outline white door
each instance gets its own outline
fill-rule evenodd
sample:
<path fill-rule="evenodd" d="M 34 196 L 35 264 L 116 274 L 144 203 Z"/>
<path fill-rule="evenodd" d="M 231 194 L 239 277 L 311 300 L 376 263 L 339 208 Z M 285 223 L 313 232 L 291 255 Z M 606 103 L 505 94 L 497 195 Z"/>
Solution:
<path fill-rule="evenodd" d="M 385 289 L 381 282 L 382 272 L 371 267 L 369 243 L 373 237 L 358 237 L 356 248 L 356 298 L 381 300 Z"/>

..............................

Work required - Please output exactly the lines from the one containing "34 196 L 35" through the end of the records, both included.

Task result -
<path fill-rule="evenodd" d="M 34 196 L 35 264 L 116 274 L 144 203 Z"/>
<path fill-rule="evenodd" d="M 231 194 L 239 277 L 311 300 L 376 263 L 339 208 Z M 285 223 L 313 232 L 291 255 Z M 606 103 L 505 94 L 497 195 Z"/>
Solution:
<path fill-rule="evenodd" d="M 385 289 L 381 282 L 382 272 L 371 267 L 369 243 L 373 237 L 358 237 L 356 248 L 356 298 L 381 300 Z"/>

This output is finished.